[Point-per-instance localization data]

******

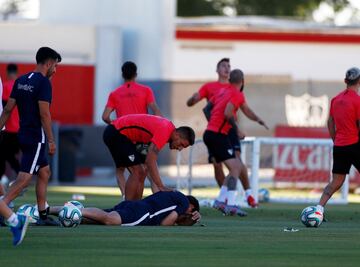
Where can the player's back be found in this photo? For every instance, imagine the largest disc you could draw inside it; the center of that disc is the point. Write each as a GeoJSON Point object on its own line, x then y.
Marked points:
{"type": "Point", "coordinates": [345, 109]}
{"type": "Point", "coordinates": [28, 90]}
{"type": "Point", "coordinates": [217, 122]}
{"type": "Point", "coordinates": [131, 98]}
{"type": "Point", "coordinates": [162, 203]}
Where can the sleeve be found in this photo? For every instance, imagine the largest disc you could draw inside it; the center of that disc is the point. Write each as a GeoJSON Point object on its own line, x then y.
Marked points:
{"type": "Point", "coordinates": [182, 203]}
{"type": "Point", "coordinates": [45, 91]}
{"type": "Point", "coordinates": [204, 91]}
{"type": "Point", "coordinates": [1, 107]}
{"type": "Point", "coordinates": [150, 98]}
{"type": "Point", "coordinates": [238, 100]}
{"type": "Point", "coordinates": [111, 101]}
{"type": "Point", "coordinates": [162, 136]}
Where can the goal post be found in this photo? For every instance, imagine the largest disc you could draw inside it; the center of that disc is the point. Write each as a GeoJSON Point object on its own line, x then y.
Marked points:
{"type": "Point", "coordinates": [294, 170]}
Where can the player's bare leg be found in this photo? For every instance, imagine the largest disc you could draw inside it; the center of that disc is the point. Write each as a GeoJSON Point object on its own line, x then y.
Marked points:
{"type": "Point", "coordinates": [120, 178]}
{"type": "Point", "coordinates": [135, 184]}
{"type": "Point", "coordinates": [335, 184]}
{"type": "Point", "coordinates": [219, 173]}
{"type": "Point", "coordinates": [41, 187]}
{"type": "Point", "coordinates": [108, 218]}
{"type": "Point", "coordinates": [21, 182]}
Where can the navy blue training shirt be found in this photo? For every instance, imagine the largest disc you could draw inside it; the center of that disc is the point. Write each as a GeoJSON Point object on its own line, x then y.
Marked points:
{"type": "Point", "coordinates": [28, 90]}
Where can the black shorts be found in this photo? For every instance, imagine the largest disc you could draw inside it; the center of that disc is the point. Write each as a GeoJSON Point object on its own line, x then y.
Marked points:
{"type": "Point", "coordinates": [344, 157]}
{"type": "Point", "coordinates": [123, 151]}
{"type": "Point", "coordinates": [219, 146]}
{"type": "Point", "coordinates": [234, 139]}
{"type": "Point", "coordinates": [33, 157]}
{"type": "Point", "coordinates": [132, 213]}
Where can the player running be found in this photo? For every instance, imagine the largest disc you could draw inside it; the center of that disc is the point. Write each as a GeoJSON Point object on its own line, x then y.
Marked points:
{"type": "Point", "coordinates": [221, 112]}
{"type": "Point", "coordinates": [343, 126]}
{"type": "Point", "coordinates": [129, 98]}
{"type": "Point", "coordinates": [32, 94]}
{"type": "Point", "coordinates": [161, 208]}
{"type": "Point", "coordinates": [121, 137]}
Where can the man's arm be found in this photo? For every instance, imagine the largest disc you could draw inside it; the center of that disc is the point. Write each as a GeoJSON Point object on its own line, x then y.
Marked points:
{"type": "Point", "coordinates": [7, 112]}
{"type": "Point", "coordinates": [207, 110]}
{"type": "Point", "coordinates": [45, 117]}
{"type": "Point", "coordinates": [155, 109]}
{"type": "Point", "coordinates": [193, 100]}
{"type": "Point", "coordinates": [331, 127]}
{"type": "Point", "coordinates": [229, 111]}
{"type": "Point", "coordinates": [152, 169]}
{"type": "Point", "coordinates": [106, 115]}
{"type": "Point", "coordinates": [251, 115]}
{"type": "Point", "coordinates": [170, 219]}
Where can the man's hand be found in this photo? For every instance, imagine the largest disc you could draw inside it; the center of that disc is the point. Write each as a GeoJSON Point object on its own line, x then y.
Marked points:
{"type": "Point", "coordinates": [52, 148]}
{"type": "Point", "coordinates": [240, 134]}
{"type": "Point", "coordinates": [196, 216]}
{"type": "Point", "coordinates": [261, 122]}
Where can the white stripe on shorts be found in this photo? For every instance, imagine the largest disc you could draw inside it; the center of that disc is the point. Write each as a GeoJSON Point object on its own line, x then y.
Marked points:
{"type": "Point", "coordinates": [35, 158]}
{"type": "Point", "coordinates": [138, 221]}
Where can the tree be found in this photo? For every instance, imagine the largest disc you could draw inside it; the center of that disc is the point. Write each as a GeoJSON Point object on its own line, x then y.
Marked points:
{"type": "Point", "coordinates": [11, 7]}
{"type": "Point", "coordinates": [277, 8]}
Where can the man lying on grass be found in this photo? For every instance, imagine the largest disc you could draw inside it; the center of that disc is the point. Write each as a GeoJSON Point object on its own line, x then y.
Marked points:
{"type": "Point", "coordinates": [162, 208]}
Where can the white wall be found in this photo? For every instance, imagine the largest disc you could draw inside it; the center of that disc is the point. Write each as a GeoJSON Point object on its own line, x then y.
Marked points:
{"type": "Point", "coordinates": [20, 41]}
{"type": "Point", "coordinates": [148, 27]}
{"type": "Point", "coordinates": [194, 60]}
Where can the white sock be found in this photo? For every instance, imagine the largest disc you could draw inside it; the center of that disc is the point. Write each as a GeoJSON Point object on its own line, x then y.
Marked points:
{"type": "Point", "coordinates": [248, 192]}
{"type": "Point", "coordinates": [231, 196]}
{"type": "Point", "coordinates": [12, 220]}
{"type": "Point", "coordinates": [222, 194]}
{"type": "Point", "coordinates": [320, 208]}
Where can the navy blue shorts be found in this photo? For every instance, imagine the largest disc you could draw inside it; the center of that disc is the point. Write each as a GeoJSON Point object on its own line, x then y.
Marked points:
{"type": "Point", "coordinates": [219, 146]}
{"type": "Point", "coordinates": [344, 157]}
{"type": "Point", "coordinates": [33, 157]}
{"type": "Point", "coordinates": [132, 213]}
{"type": "Point", "coordinates": [123, 151]}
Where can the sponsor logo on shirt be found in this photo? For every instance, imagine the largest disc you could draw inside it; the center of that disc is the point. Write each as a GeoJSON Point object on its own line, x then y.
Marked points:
{"type": "Point", "coordinates": [131, 157]}
{"type": "Point", "coordinates": [25, 87]}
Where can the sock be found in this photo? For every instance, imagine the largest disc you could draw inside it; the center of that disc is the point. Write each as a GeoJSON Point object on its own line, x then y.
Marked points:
{"type": "Point", "coordinates": [320, 208]}
{"type": "Point", "coordinates": [248, 192]}
{"type": "Point", "coordinates": [43, 213]}
{"type": "Point", "coordinates": [12, 220]}
{"type": "Point", "coordinates": [231, 196]}
{"type": "Point", "coordinates": [222, 194]}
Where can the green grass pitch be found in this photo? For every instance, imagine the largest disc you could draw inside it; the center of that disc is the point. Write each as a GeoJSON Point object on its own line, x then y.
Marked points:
{"type": "Point", "coordinates": [257, 240]}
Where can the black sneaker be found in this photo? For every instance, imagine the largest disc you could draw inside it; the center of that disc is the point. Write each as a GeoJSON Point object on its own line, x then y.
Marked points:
{"type": "Point", "coordinates": [49, 221]}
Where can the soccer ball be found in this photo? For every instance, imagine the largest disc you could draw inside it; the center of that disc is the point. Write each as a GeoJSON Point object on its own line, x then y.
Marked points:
{"type": "Point", "coordinates": [77, 204]}
{"type": "Point", "coordinates": [311, 217]}
{"type": "Point", "coordinates": [30, 211]}
{"type": "Point", "coordinates": [70, 215]}
{"type": "Point", "coordinates": [264, 195]}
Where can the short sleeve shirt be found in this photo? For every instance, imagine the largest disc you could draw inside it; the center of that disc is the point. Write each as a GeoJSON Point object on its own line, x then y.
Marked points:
{"type": "Point", "coordinates": [208, 90]}
{"type": "Point", "coordinates": [28, 90]}
{"type": "Point", "coordinates": [218, 122]}
{"type": "Point", "coordinates": [144, 128]}
{"type": "Point", "coordinates": [130, 98]}
{"type": "Point", "coordinates": [12, 124]}
{"type": "Point", "coordinates": [345, 110]}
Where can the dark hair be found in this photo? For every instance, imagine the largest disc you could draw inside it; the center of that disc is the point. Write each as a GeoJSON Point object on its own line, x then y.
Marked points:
{"type": "Point", "coordinates": [129, 70]}
{"type": "Point", "coordinates": [236, 76]}
{"type": "Point", "coordinates": [194, 202]}
{"type": "Point", "coordinates": [11, 68]}
{"type": "Point", "coordinates": [187, 133]}
{"type": "Point", "coordinates": [46, 53]}
{"type": "Point", "coordinates": [225, 59]}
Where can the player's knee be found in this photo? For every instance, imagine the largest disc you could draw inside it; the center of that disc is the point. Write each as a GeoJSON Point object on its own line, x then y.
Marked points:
{"type": "Point", "coordinates": [231, 183]}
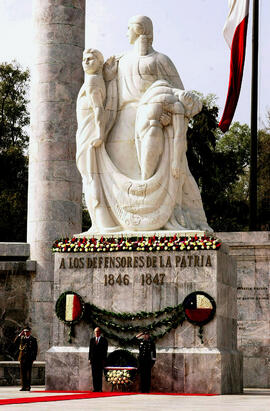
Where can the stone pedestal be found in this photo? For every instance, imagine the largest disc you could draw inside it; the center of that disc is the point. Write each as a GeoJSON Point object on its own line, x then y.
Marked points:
{"type": "Point", "coordinates": [184, 363]}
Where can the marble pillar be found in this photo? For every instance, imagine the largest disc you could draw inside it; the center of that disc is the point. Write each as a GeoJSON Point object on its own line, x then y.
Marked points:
{"type": "Point", "coordinates": [54, 196]}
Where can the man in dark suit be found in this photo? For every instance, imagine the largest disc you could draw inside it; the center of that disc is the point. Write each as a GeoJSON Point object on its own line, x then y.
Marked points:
{"type": "Point", "coordinates": [27, 355]}
{"type": "Point", "coordinates": [97, 356]}
{"type": "Point", "coordinates": [147, 358]}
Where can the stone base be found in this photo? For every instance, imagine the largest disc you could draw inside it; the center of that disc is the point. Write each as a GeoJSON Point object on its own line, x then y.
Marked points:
{"type": "Point", "coordinates": [193, 370]}
{"type": "Point", "coordinates": [10, 373]}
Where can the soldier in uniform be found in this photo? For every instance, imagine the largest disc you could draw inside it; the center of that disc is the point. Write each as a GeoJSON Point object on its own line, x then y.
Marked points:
{"type": "Point", "coordinates": [147, 358]}
{"type": "Point", "coordinates": [27, 354]}
{"type": "Point", "coordinates": [98, 348]}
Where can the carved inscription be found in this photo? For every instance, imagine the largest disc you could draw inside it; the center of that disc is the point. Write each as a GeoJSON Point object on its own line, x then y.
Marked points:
{"type": "Point", "coordinates": [159, 261]}
{"type": "Point", "coordinates": [253, 293]}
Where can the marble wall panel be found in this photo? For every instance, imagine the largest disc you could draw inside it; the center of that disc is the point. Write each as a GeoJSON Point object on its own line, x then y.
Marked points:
{"type": "Point", "coordinates": [178, 282]}
{"type": "Point", "coordinates": [15, 303]}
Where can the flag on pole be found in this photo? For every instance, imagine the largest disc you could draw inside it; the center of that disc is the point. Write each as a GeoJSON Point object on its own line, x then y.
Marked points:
{"type": "Point", "coordinates": [73, 307]}
{"type": "Point", "coordinates": [235, 33]}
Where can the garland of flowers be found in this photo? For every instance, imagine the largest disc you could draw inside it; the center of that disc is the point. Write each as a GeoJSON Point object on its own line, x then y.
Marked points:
{"type": "Point", "coordinates": [95, 316]}
{"type": "Point", "coordinates": [149, 244]}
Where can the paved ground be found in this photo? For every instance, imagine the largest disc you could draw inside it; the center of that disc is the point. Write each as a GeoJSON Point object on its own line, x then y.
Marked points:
{"type": "Point", "coordinates": [251, 400]}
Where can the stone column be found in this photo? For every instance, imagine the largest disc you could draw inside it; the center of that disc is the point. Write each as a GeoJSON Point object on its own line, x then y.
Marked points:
{"type": "Point", "coordinates": [54, 198]}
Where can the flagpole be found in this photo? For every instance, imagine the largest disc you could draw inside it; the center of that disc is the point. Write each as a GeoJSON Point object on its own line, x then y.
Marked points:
{"type": "Point", "coordinates": [253, 123]}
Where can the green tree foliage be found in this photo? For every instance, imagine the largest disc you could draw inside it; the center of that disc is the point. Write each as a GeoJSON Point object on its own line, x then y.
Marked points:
{"type": "Point", "coordinates": [14, 117]}
{"type": "Point", "coordinates": [218, 162]}
{"type": "Point", "coordinates": [264, 177]}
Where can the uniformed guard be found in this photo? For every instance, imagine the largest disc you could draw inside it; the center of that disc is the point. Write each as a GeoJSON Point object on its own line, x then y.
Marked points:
{"type": "Point", "coordinates": [27, 354]}
{"type": "Point", "coordinates": [147, 358]}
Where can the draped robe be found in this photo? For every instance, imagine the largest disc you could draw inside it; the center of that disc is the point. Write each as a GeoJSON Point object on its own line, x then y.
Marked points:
{"type": "Point", "coordinates": [161, 201]}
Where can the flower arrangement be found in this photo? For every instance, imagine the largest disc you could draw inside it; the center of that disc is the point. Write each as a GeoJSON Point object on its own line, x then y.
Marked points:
{"type": "Point", "coordinates": [148, 244]}
{"type": "Point", "coordinates": [118, 377]}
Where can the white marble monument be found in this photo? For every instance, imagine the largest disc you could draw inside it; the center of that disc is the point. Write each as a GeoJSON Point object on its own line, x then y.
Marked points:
{"type": "Point", "coordinates": [133, 114]}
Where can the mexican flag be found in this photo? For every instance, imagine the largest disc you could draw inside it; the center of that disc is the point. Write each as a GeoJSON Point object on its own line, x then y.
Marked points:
{"type": "Point", "coordinates": [235, 33]}
{"type": "Point", "coordinates": [73, 307]}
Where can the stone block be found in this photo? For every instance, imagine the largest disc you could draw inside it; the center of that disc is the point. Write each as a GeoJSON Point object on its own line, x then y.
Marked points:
{"type": "Point", "coordinates": [209, 366]}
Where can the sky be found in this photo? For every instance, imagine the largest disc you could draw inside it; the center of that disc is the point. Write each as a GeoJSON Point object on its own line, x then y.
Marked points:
{"type": "Point", "coordinates": [188, 31]}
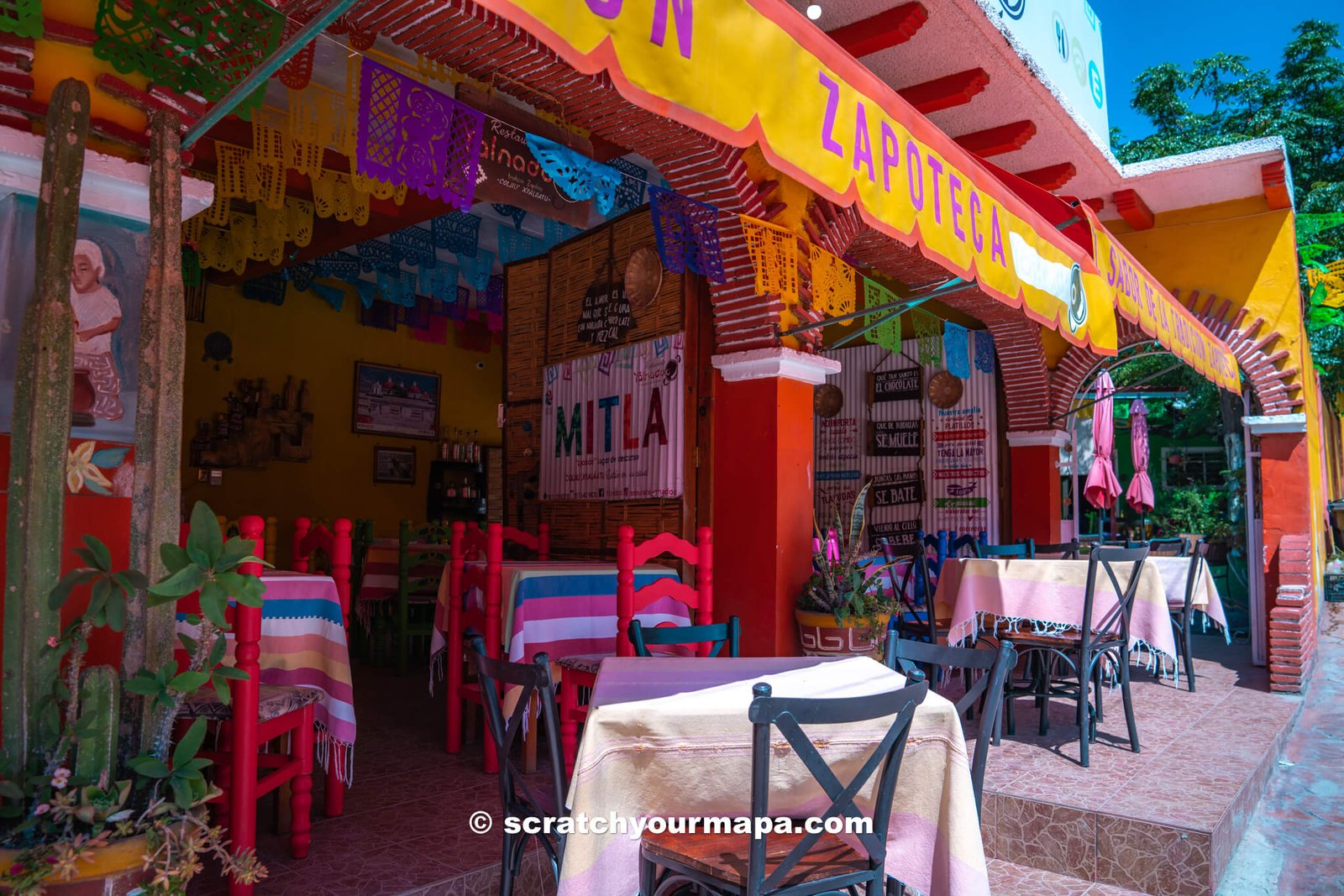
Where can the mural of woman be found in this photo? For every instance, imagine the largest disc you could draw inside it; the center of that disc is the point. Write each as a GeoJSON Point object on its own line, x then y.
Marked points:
{"type": "Point", "coordinates": [97, 317]}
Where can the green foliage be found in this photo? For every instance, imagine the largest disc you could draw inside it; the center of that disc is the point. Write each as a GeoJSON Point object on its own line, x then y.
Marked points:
{"type": "Point", "coordinates": [840, 584]}
{"type": "Point", "coordinates": [1221, 101]}
{"type": "Point", "coordinates": [55, 815]}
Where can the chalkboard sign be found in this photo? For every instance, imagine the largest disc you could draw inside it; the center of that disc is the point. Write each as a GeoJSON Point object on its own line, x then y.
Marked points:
{"type": "Point", "coordinates": [895, 438]}
{"type": "Point", "coordinates": [897, 490]}
{"type": "Point", "coordinates": [606, 313]}
{"type": "Point", "coordinates": [905, 385]}
{"type": "Point", "coordinates": [898, 532]}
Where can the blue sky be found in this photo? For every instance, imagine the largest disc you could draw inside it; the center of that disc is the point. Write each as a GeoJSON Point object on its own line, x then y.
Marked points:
{"type": "Point", "coordinates": [1137, 34]}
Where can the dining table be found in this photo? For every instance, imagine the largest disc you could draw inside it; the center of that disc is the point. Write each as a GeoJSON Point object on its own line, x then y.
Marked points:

******

_Problem description_:
Through the line containing "Where can the sleeve" and no further, restate the data above word for word from its first line, leaving out pictures.

_Solution for this task_:
Where can the player's back be found in this photo? For every instance, imagine the largest disc you could draw inside it; the center of that disc is the point. Write each as a GeoJSON Point object on its own line, x then y.
Marked points:
{"type": "Point", "coordinates": [345, 109]}
{"type": "Point", "coordinates": [28, 90]}
{"type": "Point", "coordinates": [217, 122]}
{"type": "Point", "coordinates": [131, 98]}
{"type": "Point", "coordinates": [162, 203]}
Where can the sleeve be found in this photo? For every instance, imagine the largest disc you could draw inside it; the center of that disc is the point. Write each as a GeoJSON Point object on its own line, x then y.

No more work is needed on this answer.